● YOUR GOAL
Only some lines are wanted. Transcribe, exactly, the lines below from the line with "positive clicks: (649, 611)" up to and including the line with "negative clicks: (689, 541)".

● SOURCE MATERIAL
%%

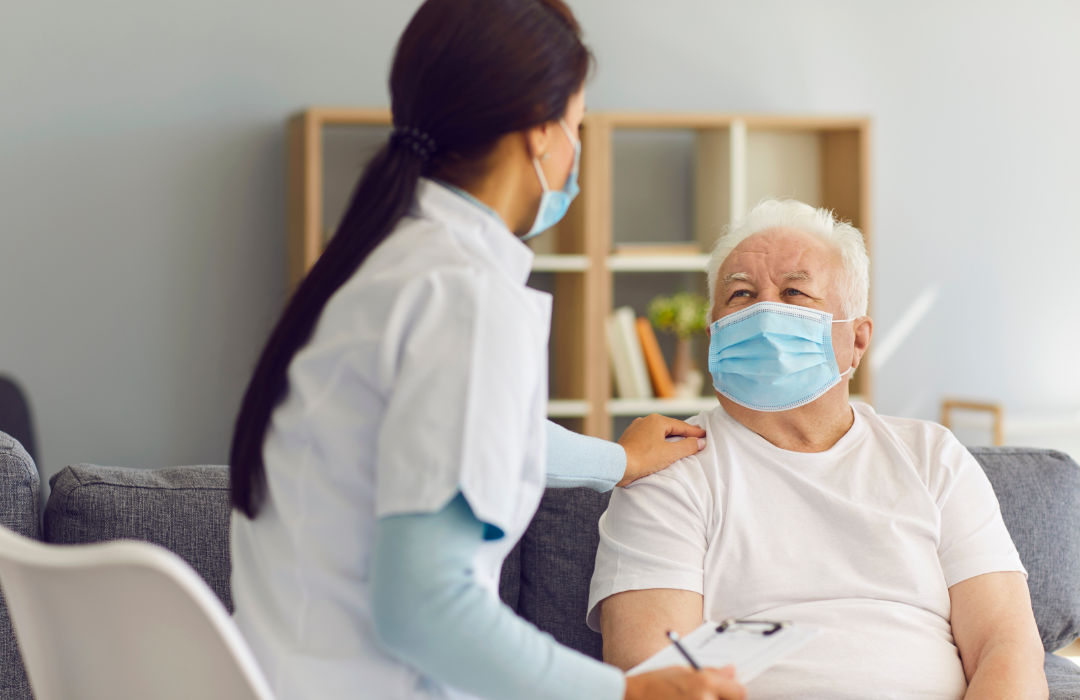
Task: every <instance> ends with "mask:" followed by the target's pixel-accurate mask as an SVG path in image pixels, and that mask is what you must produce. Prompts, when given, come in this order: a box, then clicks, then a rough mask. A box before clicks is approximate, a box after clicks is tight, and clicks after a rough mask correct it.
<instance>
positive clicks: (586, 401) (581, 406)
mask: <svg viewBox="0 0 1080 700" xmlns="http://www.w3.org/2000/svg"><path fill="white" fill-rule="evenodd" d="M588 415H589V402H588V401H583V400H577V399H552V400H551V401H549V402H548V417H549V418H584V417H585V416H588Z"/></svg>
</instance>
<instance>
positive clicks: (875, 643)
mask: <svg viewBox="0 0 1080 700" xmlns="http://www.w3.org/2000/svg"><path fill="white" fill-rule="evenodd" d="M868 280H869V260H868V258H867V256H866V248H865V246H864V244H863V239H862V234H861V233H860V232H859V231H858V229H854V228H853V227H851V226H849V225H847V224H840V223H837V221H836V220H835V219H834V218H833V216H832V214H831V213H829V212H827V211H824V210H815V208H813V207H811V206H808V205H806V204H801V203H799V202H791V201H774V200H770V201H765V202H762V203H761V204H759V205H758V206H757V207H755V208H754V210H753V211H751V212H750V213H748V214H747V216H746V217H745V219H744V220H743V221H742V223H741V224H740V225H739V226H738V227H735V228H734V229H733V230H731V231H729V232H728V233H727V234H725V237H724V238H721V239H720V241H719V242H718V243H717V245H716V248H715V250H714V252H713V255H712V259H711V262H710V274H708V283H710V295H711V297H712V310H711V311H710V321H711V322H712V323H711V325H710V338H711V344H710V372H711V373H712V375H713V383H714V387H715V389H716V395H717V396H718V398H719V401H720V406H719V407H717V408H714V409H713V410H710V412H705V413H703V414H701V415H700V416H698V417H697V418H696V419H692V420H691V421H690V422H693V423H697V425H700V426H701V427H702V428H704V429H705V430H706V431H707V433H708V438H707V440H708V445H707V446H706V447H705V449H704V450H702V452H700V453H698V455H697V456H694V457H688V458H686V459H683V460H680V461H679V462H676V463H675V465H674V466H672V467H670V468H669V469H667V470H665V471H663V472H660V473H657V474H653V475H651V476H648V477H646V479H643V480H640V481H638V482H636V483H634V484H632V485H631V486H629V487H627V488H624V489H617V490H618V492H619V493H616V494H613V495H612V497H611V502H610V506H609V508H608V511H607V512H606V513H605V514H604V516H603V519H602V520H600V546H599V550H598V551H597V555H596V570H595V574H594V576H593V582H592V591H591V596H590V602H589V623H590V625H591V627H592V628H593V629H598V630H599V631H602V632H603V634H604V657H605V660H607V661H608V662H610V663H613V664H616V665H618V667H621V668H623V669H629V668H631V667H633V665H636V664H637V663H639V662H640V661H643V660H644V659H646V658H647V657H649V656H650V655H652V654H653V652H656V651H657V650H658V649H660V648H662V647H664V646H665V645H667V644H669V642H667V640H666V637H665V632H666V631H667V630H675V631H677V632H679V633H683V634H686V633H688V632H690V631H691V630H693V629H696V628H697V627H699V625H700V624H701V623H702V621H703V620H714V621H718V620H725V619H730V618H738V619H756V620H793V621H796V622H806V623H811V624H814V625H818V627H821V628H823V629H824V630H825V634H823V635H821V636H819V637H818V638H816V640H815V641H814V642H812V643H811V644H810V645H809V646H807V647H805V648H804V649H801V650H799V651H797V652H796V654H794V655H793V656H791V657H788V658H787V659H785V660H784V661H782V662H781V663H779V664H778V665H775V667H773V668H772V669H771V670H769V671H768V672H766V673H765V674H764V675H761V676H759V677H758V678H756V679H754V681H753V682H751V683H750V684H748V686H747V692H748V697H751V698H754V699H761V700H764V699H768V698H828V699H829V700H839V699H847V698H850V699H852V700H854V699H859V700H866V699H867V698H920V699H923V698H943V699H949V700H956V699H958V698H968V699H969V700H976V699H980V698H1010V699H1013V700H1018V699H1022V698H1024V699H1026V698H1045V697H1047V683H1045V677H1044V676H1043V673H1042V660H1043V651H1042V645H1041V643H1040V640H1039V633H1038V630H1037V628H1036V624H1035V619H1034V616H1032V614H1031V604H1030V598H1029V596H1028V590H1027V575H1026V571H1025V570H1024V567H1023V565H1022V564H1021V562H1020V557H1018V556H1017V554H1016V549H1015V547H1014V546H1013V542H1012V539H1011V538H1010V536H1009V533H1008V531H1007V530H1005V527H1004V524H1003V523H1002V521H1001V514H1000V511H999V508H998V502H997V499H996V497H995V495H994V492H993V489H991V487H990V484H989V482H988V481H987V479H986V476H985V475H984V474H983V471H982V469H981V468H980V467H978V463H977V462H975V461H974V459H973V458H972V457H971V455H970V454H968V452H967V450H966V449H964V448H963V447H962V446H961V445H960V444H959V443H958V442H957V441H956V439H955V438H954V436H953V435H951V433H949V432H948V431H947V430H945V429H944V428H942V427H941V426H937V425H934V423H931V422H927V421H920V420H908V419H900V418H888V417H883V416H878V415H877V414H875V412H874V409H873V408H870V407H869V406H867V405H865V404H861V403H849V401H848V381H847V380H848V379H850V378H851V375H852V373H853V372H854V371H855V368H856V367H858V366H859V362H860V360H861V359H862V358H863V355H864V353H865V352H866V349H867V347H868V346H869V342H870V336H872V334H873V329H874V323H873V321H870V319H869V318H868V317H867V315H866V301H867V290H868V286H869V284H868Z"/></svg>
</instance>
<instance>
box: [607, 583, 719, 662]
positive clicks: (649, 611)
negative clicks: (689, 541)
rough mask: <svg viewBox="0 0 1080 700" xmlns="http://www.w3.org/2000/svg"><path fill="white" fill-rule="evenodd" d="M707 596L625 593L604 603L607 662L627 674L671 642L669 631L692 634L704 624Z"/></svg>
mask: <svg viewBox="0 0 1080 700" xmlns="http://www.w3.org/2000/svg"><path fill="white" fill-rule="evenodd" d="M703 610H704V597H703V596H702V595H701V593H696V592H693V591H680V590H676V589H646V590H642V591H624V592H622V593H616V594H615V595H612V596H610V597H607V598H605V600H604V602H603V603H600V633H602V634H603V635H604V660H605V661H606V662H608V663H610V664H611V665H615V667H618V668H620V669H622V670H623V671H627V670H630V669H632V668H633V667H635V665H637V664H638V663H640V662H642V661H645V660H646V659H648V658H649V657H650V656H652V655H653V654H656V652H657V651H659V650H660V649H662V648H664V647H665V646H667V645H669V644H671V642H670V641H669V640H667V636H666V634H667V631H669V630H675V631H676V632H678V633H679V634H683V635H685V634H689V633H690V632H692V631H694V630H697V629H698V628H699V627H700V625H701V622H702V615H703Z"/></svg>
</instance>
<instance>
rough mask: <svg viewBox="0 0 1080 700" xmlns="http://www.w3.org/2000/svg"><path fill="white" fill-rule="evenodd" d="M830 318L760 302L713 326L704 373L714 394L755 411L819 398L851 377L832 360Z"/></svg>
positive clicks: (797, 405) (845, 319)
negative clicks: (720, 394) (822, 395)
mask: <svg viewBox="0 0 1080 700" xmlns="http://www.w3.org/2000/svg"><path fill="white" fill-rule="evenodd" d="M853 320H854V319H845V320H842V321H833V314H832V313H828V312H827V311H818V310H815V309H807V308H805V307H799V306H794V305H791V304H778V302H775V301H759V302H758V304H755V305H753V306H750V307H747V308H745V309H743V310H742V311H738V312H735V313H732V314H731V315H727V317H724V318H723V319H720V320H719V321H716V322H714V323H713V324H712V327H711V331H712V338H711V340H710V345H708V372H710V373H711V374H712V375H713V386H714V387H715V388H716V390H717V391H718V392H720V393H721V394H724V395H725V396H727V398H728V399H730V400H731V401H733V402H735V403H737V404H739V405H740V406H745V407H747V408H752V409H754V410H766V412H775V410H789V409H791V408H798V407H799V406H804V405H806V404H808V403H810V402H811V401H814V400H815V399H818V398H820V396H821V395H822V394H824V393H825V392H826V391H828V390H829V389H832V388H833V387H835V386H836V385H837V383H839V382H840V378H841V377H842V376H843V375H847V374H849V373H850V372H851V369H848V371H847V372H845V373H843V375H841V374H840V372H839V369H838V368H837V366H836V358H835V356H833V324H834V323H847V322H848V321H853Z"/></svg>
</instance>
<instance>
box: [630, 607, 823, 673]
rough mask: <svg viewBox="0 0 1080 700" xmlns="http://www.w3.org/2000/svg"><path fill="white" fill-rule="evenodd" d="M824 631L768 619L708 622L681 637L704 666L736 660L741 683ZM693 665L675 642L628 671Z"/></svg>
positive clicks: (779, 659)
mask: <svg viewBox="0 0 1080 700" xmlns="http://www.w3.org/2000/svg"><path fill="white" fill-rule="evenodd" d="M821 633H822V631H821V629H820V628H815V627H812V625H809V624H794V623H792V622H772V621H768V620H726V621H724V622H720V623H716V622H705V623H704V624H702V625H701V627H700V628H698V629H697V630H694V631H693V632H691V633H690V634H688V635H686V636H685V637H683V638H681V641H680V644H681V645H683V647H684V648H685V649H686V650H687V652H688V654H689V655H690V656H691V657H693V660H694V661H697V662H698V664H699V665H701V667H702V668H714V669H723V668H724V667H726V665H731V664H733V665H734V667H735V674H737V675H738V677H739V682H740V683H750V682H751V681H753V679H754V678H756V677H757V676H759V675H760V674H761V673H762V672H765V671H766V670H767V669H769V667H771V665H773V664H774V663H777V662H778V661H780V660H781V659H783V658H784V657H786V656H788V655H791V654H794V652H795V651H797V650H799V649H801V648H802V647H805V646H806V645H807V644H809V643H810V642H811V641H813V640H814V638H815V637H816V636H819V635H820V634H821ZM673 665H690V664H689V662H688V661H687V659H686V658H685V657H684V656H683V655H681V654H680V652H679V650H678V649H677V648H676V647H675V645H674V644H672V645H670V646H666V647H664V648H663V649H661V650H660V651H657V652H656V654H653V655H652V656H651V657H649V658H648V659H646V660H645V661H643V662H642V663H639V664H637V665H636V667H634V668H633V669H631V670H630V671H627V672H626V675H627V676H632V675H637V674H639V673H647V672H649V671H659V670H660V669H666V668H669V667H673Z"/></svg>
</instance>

%%
%%

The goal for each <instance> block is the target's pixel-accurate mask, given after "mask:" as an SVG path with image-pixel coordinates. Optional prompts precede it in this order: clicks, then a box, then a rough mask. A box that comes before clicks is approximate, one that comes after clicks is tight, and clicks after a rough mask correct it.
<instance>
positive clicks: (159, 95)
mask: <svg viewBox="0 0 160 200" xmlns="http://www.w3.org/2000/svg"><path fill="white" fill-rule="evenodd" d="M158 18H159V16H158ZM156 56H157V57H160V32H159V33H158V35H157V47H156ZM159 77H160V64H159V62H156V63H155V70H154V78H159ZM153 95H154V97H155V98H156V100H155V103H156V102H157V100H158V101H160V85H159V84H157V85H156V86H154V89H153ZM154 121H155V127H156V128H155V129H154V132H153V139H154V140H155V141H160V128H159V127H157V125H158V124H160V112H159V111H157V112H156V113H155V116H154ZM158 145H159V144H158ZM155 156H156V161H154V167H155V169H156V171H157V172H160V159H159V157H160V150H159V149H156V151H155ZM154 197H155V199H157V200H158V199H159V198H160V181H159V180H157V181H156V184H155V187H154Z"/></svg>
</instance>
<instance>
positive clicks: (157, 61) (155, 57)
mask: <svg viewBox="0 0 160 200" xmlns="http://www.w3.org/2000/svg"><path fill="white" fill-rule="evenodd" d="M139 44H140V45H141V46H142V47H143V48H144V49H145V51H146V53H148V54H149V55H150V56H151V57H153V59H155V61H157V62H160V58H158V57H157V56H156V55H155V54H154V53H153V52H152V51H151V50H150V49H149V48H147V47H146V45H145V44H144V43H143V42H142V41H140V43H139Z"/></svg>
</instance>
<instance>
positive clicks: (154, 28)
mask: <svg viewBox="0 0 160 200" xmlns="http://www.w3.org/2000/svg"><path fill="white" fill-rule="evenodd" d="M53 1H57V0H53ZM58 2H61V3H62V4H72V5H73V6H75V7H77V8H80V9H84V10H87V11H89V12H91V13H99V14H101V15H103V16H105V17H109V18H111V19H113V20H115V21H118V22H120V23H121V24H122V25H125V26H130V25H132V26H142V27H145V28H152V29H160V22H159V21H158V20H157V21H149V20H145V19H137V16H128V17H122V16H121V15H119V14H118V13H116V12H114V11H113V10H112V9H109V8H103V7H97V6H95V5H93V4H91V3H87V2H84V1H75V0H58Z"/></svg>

%%

● RESULT
positive clicks: (649, 611)
negative clicks: (689, 541)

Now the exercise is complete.